**Exercise description**
Copy out every item below word for word, without changing anything.

**Items**

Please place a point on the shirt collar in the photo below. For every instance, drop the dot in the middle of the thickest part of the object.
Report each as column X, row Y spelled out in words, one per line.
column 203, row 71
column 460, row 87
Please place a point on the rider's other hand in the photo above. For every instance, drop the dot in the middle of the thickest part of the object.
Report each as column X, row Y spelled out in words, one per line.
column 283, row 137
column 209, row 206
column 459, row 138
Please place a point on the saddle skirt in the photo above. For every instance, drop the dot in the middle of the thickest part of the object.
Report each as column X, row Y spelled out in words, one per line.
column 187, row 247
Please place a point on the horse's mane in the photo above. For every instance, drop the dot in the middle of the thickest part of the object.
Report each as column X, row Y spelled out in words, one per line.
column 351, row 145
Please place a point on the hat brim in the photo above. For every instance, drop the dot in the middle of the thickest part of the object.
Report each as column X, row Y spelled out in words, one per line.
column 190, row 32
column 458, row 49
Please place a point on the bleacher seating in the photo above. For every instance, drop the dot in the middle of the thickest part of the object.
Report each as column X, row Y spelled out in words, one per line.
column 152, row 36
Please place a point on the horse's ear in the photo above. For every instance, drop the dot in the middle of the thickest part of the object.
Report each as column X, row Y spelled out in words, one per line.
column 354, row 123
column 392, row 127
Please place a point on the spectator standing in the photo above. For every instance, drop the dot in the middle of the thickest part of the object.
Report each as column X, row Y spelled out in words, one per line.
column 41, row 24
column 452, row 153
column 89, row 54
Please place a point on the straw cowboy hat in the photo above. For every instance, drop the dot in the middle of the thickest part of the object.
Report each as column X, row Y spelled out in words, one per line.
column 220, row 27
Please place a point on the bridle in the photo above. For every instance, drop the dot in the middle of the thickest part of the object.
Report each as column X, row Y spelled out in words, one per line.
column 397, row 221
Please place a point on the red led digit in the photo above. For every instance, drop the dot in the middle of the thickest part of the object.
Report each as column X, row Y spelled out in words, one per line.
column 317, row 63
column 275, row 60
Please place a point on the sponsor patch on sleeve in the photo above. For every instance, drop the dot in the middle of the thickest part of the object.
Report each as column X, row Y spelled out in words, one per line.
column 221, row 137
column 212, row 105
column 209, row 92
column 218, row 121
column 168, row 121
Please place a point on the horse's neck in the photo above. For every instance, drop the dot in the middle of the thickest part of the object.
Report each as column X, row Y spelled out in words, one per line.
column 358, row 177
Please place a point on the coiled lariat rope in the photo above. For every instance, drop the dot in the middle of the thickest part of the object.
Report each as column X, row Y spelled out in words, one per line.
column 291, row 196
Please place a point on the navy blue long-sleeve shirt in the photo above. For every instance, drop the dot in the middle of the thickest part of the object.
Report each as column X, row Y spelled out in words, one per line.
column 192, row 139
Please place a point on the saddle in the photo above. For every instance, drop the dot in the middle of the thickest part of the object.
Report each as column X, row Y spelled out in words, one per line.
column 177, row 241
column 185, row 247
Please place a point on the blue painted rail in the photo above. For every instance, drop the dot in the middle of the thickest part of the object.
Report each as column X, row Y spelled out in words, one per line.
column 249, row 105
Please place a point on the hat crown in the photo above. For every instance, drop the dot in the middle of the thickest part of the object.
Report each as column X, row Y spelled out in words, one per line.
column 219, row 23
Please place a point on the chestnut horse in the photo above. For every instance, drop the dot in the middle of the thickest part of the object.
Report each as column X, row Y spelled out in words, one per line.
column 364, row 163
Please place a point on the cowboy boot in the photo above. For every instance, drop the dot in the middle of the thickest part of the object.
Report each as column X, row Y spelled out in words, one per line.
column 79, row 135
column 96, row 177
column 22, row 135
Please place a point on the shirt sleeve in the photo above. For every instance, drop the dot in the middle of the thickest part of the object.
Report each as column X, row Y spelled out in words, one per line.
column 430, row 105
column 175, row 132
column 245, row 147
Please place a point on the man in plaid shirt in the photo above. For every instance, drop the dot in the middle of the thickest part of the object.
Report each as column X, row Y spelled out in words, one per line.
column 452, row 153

**Task output**
Please place a point on the shirt collar in the photo below. For every instance, drop the dot in the middle of the thickest part of the object.
Report each as column X, row Y spelled out in words, one per line.
column 203, row 71
column 460, row 87
Please place a point on the rider's other hand in the photo above. For every instance, drop the dot in the middle of the thickest part of the object.
Report each as column X, row Y spelled out in words, one per line.
column 283, row 137
column 209, row 206
column 459, row 138
Please place a point on the saddle skirt in the photo above. For every instance, drop the dot in the middle of the thickest part of the object.
Report each as column X, row Y spelled out in words, one per line.
column 187, row 247
Please place a point on the horse's mane in the photo above. For every instance, drop the dot in the middle of the thickest part of the object.
Report each as column X, row Y spelled out in words, one per line.
column 351, row 145
Please place a point on the hat brim in the photo above. For every instance, drop the dot in the middle of the thickest part of the object.
Report each as column X, row Y spelled out in words, one per line.
column 190, row 32
column 458, row 49
Please place a point on the bleacher seating in the photo above. For every instance, drop the dot in the middle of the thickest part of the object.
Report each as column X, row Y spelled out in words, one per line.
column 152, row 36
Please place a point on the horse's ear in the photo above. For every instance, drop the dot in the middle of the thickest part of the object.
Report each as column X, row Y spelled out in words, one per line.
column 354, row 123
column 392, row 127
Please place a point on the spectator standing in the photo above. For every instance, drop the dot in the middle of the thickest part of the object.
Report each as column X, row Y spelled out in words, one per line.
column 41, row 24
column 452, row 153
column 89, row 54
Please place a point on the straw cowboy hat in the photo above. For every instance, drop the dot in the middle of the thickest part of the object.
Report each as column X, row Y spelled out in words, one per line.
column 220, row 27
Please place a point on the bridle in the photo above. For every instance, drop the dot in the middle of the thickest part of the object.
Report each as column X, row Y spelled out in words, one per line.
column 397, row 221
Please place a point on the red led digit in the photo above. For every instance, drop the dot in the middle of the thickest part of the object.
Report each as column X, row Y spelled out in words, one per line.
column 317, row 63
column 275, row 60
Please place a point on the sponsor patch on sleeve in the photo above. For every instance, drop the dot in the middle of the thickest part of the object.
Report each as column X, row Y spelled out in words, one per line.
column 221, row 137
column 212, row 105
column 209, row 92
column 218, row 121
column 168, row 121
Please place a point on the horse's neck in the photo above. For every instance, drop the dot in the middle of the thickest part of the object.
Report each as column X, row Y spelled out in words, one per line.
column 358, row 177
Please place a point on the coiled lariat rope in the photo above. For every instance, drop the dot in the middle of the thickest part of the object.
Report each as column X, row Y spelled out in words, one per line.
column 291, row 196
Please place a point on the navy blue long-sleeve shirt in the photo above. For every instance, drop the dot in the middle of the thickest part of the object.
Report each as column X, row Y spelled out in words, one per line.
column 192, row 139
Please place a point on the saddle in the photo above. For every instance, drop the dot in the middle of the thickest part of the object.
Report each as column X, row Y spelled out in words, one per line.
column 177, row 241
column 185, row 247
Please place a point on the blue painted rail in the photo above. For every instance, drop the dot in the middle of the thickest part of the object.
Report each as column X, row Y spelled out in words, one per line.
column 249, row 105
Please place a point on the hat crown in the photo above. For every instance, drop the dot in the middle of the thickest part of the object.
Report each as column X, row Y spelled out in words, one per line.
column 219, row 23
Please place a point on the chestnut horse in the photo above. For every instance, drop the dot in the middle of the thickest part of the object.
Report each as column X, row Y spelled out in words, one per line.
column 364, row 163
Please place a point on the cowboy boot in the photo above. For every instance, drop the dot in the middle of the thickest part of the object.
Report each as column X, row Y spelled out in words, one per line.
column 79, row 135
column 96, row 177
column 22, row 135
Please place a point on the shirt sleeve in the photo above. For every instance, drop the dot in the middle of the thickest part of the object.
Report each as column X, row Y spelled out in words, one per line.
column 430, row 105
column 175, row 132
column 245, row 147
Please place a point on the man in plaid shirt in the photo above. For every instance, drop the dot in the middle of the thickest part of the object.
Report each as column X, row Y spelled out in words, one per line.
column 452, row 153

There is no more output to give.